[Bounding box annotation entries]
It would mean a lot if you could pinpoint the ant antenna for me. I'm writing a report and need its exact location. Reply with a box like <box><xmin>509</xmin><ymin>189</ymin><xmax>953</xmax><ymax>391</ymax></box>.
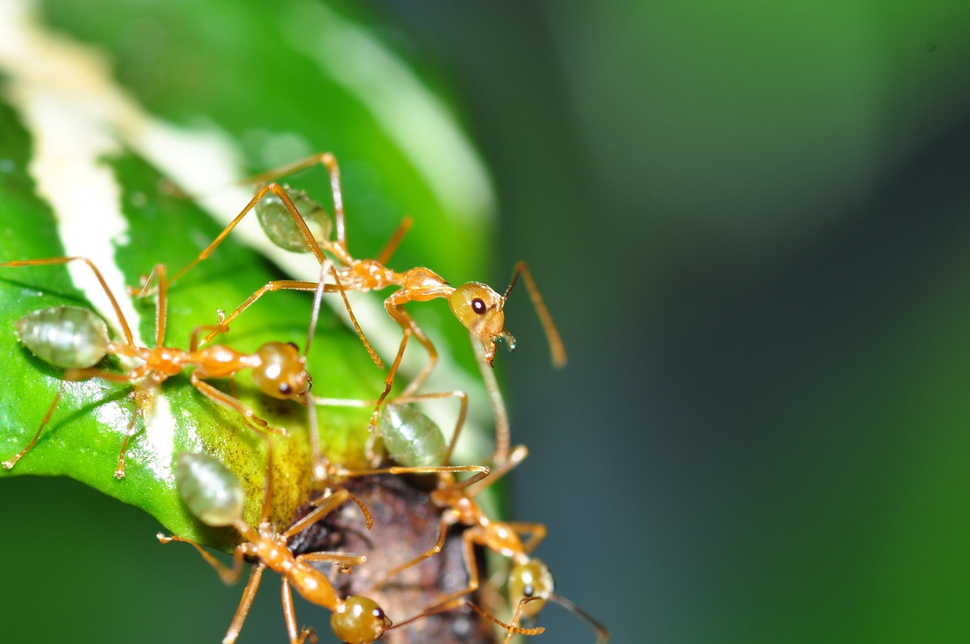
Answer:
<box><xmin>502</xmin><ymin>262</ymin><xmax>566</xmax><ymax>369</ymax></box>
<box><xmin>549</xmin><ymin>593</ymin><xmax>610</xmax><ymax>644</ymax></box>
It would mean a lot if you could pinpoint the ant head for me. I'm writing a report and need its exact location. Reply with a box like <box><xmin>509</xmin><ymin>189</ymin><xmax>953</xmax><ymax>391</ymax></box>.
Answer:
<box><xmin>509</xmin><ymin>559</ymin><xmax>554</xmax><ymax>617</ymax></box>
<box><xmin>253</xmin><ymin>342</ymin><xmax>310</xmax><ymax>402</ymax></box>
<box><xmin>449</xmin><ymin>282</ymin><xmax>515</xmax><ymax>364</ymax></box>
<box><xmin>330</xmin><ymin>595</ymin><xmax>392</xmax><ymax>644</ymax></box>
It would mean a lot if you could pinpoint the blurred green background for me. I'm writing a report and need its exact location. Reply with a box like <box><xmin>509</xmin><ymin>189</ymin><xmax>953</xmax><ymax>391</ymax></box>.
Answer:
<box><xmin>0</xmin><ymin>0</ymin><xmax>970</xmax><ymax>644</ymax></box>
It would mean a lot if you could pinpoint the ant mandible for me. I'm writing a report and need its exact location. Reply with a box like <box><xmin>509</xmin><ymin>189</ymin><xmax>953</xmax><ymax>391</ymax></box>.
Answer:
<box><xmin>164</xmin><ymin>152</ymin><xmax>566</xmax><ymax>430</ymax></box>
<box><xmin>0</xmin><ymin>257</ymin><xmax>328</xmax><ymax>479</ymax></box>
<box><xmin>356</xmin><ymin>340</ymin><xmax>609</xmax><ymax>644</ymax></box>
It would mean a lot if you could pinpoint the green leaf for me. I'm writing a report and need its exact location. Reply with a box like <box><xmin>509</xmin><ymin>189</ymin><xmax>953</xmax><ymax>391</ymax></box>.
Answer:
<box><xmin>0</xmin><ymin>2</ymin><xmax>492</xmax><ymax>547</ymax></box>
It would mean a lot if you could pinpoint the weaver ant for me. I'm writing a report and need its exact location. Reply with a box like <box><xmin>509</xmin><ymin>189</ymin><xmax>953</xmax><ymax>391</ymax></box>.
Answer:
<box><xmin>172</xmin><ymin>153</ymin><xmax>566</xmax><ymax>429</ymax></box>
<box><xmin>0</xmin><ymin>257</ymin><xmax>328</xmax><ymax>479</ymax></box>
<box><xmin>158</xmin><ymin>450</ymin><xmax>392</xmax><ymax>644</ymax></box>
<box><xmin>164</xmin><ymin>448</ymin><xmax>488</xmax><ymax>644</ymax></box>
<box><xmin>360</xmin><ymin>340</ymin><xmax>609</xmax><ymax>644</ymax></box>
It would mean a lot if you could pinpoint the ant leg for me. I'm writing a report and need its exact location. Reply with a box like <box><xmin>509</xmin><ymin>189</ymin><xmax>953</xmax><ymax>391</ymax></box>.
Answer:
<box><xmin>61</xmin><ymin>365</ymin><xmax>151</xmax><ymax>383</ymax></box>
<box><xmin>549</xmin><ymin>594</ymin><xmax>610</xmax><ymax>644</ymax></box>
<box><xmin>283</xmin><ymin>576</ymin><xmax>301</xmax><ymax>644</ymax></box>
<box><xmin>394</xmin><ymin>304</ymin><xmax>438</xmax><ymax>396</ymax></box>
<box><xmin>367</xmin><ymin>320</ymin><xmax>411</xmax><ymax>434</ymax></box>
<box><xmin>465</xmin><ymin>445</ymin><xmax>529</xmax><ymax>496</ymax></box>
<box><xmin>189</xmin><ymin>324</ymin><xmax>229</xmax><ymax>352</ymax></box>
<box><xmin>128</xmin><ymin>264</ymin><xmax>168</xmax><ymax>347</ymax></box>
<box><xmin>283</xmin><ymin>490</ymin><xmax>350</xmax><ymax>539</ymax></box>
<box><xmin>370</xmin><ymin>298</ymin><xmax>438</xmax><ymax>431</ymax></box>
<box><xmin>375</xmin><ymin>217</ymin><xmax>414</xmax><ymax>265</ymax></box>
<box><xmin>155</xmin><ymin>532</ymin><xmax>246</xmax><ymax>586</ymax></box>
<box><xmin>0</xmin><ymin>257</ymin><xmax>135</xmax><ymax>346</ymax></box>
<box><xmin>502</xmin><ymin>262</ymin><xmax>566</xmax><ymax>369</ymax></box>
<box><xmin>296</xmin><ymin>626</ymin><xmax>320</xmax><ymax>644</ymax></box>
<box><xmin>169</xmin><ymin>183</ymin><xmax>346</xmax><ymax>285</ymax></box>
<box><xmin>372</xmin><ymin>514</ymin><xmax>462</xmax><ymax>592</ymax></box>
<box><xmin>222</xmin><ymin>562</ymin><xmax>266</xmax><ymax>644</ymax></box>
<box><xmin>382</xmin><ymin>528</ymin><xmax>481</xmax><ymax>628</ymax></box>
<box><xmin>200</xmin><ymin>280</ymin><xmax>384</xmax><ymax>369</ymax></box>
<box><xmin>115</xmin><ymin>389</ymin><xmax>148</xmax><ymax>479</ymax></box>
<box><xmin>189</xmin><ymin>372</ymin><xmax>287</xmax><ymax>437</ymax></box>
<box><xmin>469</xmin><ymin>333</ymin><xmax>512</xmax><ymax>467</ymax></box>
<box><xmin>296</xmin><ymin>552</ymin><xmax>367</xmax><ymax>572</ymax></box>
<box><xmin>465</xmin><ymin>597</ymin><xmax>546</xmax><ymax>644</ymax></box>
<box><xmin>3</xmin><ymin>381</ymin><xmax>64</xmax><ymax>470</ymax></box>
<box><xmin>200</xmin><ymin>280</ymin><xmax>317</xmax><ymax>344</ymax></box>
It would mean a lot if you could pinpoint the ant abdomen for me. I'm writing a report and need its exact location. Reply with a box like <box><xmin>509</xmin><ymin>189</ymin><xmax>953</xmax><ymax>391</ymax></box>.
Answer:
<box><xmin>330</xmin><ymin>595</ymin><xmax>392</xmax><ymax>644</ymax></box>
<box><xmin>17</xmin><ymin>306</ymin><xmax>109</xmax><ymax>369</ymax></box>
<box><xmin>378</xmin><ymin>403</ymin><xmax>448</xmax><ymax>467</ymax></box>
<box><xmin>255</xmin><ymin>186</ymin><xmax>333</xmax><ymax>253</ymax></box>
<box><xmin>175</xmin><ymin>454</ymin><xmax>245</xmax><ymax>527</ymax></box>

■ **Aim**:
Print the records above exactly as they stand, but leave out the pictures.

■ **Answer for the task**:
It would mean a lot if you could pinpoint the ant antenna for me. I'm writing a report and need its exact location. Reply with a box like <box><xmin>509</xmin><ymin>189</ymin><xmax>953</xmax><ymax>391</ymax></box>.
Answer:
<box><xmin>502</xmin><ymin>262</ymin><xmax>566</xmax><ymax>369</ymax></box>
<box><xmin>549</xmin><ymin>593</ymin><xmax>610</xmax><ymax>644</ymax></box>
It would mean a lot if you could pinpoint the ant head for me. I'm writing a report and need its exact location. Reply with a box like <box><xmin>509</xmin><ymin>189</ymin><xmax>953</xmax><ymax>391</ymax></box>.
Answer:
<box><xmin>509</xmin><ymin>559</ymin><xmax>554</xmax><ymax>617</ymax></box>
<box><xmin>253</xmin><ymin>342</ymin><xmax>310</xmax><ymax>402</ymax></box>
<box><xmin>449</xmin><ymin>282</ymin><xmax>515</xmax><ymax>364</ymax></box>
<box><xmin>330</xmin><ymin>595</ymin><xmax>392</xmax><ymax>644</ymax></box>
It would mean a lot if you could pinpoint the blurred green background for me. I'm writing a report and need its exact location. Reply with a box like <box><xmin>509</xmin><ymin>189</ymin><xmax>953</xmax><ymax>391</ymax></box>.
Answer:
<box><xmin>0</xmin><ymin>0</ymin><xmax>970</xmax><ymax>644</ymax></box>
It would mean a lot if you could pinpoint the ant mandible for me. I'm writing a report and need its exact location. Reply with a box like <box><xmin>509</xmin><ymin>189</ymin><xmax>953</xmax><ymax>391</ymax></box>.
Answer:
<box><xmin>164</xmin><ymin>152</ymin><xmax>566</xmax><ymax>430</ymax></box>
<box><xmin>0</xmin><ymin>257</ymin><xmax>328</xmax><ymax>479</ymax></box>
<box><xmin>356</xmin><ymin>340</ymin><xmax>609</xmax><ymax>644</ymax></box>
It would mean a lot if you could pinpoint the green leaf for me. I'm writing a report and need its exact location. Reply with a box like <box><xmin>509</xmin><ymin>189</ymin><xmax>953</xmax><ymax>391</ymax></box>.
Answer:
<box><xmin>0</xmin><ymin>2</ymin><xmax>492</xmax><ymax>547</ymax></box>
It would mean a lot if you could pinpoint the weaver ant for me. I'm writing a report and need its exact location. Reply with a box like <box><xmin>509</xmin><ymin>189</ymin><xmax>953</xmax><ymax>391</ymax></box>.
Answer:
<box><xmin>172</xmin><ymin>153</ymin><xmax>566</xmax><ymax>429</ymax></box>
<box><xmin>0</xmin><ymin>257</ymin><xmax>328</xmax><ymax>479</ymax></box>
<box><xmin>158</xmin><ymin>450</ymin><xmax>392</xmax><ymax>644</ymax></box>
<box><xmin>164</xmin><ymin>448</ymin><xmax>488</xmax><ymax>644</ymax></box>
<box><xmin>360</xmin><ymin>340</ymin><xmax>609</xmax><ymax>644</ymax></box>
It would mean a lot if you could pinpoint the ant leg for me. I'm writing a report and need its exact location. Reply with a box like <box><xmin>509</xmin><ymin>189</ymin><xmax>953</xmax><ymax>391</ymax></box>.
Answer:
<box><xmin>61</xmin><ymin>365</ymin><xmax>151</xmax><ymax>383</ymax></box>
<box><xmin>549</xmin><ymin>594</ymin><xmax>610</xmax><ymax>644</ymax></box>
<box><xmin>283</xmin><ymin>576</ymin><xmax>301</xmax><ymax>644</ymax></box>
<box><xmin>394</xmin><ymin>304</ymin><xmax>438</xmax><ymax>396</ymax></box>
<box><xmin>367</xmin><ymin>320</ymin><xmax>411</xmax><ymax>434</ymax></box>
<box><xmin>465</xmin><ymin>445</ymin><xmax>529</xmax><ymax>496</ymax></box>
<box><xmin>189</xmin><ymin>324</ymin><xmax>229</xmax><ymax>352</ymax></box>
<box><xmin>128</xmin><ymin>264</ymin><xmax>168</xmax><ymax>347</ymax></box>
<box><xmin>283</xmin><ymin>490</ymin><xmax>350</xmax><ymax>539</ymax></box>
<box><xmin>370</xmin><ymin>298</ymin><xmax>438</xmax><ymax>431</ymax></box>
<box><xmin>375</xmin><ymin>217</ymin><xmax>414</xmax><ymax>265</ymax></box>
<box><xmin>155</xmin><ymin>532</ymin><xmax>246</xmax><ymax>586</ymax></box>
<box><xmin>0</xmin><ymin>257</ymin><xmax>135</xmax><ymax>346</ymax></box>
<box><xmin>502</xmin><ymin>262</ymin><xmax>566</xmax><ymax>369</ymax></box>
<box><xmin>296</xmin><ymin>626</ymin><xmax>320</xmax><ymax>644</ymax></box>
<box><xmin>169</xmin><ymin>183</ymin><xmax>346</xmax><ymax>285</ymax></box>
<box><xmin>372</xmin><ymin>514</ymin><xmax>462</xmax><ymax>592</ymax></box>
<box><xmin>222</xmin><ymin>562</ymin><xmax>266</xmax><ymax>644</ymax></box>
<box><xmin>382</xmin><ymin>528</ymin><xmax>481</xmax><ymax>628</ymax></box>
<box><xmin>200</xmin><ymin>280</ymin><xmax>384</xmax><ymax>369</ymax></box>
<box><xmin>115</xmin><ymin>389</ymin><xmax>148</xmax><ymax>479</ymax></box>
<box><xmin>189</xmin><ymin>372</ymin><xmax>287</xmax><ymax>437</ymax></box>
<box><xmin>469</xmin><ymin>333</ymin><xmax>512</xmax><ymax>467</ymax></box>
<box><xmin>296</xmin><ymin>552</ymin><xmax>367</xmax><ymax>572</ymax></box>
<box><xmin>465</xmin><ymin>597</ymin><xmax>546</xmax><ymax>644</ymax></box>
<box><xmin>3</xmin><ymin>381</ymin><xmax>64</xmax><ymax>470</ymax></box>
<box><xmin>200</xmin><ymin>280</ymin><xmax>317</xmax><ymax>344</ymax></box>
It would mean a lot if you could pinpoint the ant abdomen for me. I'm writing a report and need its exact location. Reply with a box like <box><xmin>509</xmin><ymin>189</ymin><xmax>953</xmax><ymax>391</ymax></box>.
Answer:
<box><xmin>330</xmin><ymin>595</ymin><xmax>392</xmax><ymax>644</ymax></box>
<box><xmin>17</xmin><ymin>306</ymin><xmax>109</xmax><ymax>369</ymax></box>
<box><xmin>378</xmin><ymin>403</ymin><xmax>448</xmax><ymax>467</ymax></box>
<box><xmin>255</xmin><ymin>186</ymin><xmax>333</xmax><ymax>253</ymax></box>
<box><xmin>175</xmin><ymin>454</ymin><xmax>245</xmax><ymax>527</ymax></box>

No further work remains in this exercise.